> Work to be completed:
All lines holding the string "bowl" should be copied from the data below.

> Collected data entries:
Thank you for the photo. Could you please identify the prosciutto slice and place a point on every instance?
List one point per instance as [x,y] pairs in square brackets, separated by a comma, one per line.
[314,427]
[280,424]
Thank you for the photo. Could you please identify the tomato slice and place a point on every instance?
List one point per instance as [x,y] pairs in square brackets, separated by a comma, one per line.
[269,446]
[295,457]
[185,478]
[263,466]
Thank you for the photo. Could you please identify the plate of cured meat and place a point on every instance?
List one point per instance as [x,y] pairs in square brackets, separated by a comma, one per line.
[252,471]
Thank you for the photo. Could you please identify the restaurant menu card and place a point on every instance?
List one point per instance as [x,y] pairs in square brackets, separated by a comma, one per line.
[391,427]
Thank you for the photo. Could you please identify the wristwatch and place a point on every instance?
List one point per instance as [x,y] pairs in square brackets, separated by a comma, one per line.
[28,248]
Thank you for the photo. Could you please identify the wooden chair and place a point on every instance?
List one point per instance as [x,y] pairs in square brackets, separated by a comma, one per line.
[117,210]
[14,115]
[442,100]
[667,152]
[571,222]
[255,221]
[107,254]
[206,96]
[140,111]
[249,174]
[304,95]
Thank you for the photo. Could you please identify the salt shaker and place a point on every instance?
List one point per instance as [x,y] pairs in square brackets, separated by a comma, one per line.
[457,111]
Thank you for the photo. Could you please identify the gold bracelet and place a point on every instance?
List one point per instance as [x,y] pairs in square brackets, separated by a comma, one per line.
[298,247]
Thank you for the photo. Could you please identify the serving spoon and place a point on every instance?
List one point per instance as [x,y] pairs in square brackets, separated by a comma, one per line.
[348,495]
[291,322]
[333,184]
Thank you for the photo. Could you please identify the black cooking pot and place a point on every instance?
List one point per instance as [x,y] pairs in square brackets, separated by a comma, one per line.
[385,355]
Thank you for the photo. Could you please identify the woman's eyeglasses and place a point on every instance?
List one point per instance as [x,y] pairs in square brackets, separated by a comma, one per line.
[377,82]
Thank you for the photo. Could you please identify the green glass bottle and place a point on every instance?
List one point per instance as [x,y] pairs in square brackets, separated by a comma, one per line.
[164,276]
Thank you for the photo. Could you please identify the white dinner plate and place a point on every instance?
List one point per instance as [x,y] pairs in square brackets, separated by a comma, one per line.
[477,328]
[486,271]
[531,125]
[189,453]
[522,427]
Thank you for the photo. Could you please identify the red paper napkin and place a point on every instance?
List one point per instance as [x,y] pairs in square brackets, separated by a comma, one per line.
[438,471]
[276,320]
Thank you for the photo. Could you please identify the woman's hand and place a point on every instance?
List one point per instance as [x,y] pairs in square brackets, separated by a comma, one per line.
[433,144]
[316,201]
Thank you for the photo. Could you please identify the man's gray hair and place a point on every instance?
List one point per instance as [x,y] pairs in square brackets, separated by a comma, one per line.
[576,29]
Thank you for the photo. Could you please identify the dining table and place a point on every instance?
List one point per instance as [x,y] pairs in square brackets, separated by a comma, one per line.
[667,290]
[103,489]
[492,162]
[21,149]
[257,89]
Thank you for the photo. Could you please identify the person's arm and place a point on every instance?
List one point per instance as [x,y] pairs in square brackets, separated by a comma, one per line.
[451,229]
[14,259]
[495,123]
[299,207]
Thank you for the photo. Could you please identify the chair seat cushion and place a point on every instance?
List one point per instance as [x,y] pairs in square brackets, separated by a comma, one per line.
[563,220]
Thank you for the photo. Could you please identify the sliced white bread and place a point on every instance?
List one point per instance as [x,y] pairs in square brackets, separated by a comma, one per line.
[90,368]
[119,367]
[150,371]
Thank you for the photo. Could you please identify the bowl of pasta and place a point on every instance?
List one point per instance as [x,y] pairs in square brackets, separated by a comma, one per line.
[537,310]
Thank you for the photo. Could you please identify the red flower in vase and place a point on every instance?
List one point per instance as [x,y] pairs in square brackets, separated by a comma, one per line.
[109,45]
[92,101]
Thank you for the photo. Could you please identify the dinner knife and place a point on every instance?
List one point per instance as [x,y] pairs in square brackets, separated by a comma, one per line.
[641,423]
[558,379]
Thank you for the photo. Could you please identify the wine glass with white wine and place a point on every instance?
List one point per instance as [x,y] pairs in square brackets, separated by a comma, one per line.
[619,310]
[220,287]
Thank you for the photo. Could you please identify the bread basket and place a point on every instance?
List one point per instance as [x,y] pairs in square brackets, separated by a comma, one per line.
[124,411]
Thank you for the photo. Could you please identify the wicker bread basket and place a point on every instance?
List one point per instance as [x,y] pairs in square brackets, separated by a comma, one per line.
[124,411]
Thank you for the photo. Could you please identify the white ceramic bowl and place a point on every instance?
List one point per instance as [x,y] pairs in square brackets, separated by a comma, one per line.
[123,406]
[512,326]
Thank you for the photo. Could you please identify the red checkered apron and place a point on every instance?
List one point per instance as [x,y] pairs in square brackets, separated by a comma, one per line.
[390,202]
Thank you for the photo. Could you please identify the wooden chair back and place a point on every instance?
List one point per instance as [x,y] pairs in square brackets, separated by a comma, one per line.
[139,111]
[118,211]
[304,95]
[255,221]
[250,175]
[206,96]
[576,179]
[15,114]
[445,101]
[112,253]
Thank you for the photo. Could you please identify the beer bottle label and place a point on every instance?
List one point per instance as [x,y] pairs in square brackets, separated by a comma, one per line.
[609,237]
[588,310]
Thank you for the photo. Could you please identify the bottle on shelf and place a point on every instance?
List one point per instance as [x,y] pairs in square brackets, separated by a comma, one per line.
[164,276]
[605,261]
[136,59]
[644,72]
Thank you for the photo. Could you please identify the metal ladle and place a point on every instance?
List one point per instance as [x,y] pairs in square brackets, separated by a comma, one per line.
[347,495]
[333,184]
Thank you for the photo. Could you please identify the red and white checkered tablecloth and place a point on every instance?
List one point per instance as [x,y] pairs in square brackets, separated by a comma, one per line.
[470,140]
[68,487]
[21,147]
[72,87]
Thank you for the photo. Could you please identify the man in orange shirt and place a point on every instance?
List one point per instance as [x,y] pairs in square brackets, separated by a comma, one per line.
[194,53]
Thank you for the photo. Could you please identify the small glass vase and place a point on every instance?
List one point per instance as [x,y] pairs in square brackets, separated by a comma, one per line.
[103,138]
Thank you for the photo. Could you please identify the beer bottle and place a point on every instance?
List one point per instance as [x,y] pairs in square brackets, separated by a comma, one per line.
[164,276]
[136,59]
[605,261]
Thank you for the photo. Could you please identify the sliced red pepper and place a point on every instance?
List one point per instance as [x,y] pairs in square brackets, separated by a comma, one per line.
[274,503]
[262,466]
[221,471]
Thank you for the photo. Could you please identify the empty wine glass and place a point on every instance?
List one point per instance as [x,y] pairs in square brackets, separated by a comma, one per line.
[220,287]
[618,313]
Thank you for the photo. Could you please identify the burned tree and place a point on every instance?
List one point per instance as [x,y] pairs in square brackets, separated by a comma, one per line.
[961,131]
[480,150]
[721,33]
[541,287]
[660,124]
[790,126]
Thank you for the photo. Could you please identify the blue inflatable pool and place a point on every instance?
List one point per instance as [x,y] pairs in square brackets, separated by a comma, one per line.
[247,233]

> Your solution:
Thank you for the photo. Could you please identify the bowl of pasta and place a point on every instance?
Thank you for the photo. Could you please identify the white ceramic bowl and place a point on every instance?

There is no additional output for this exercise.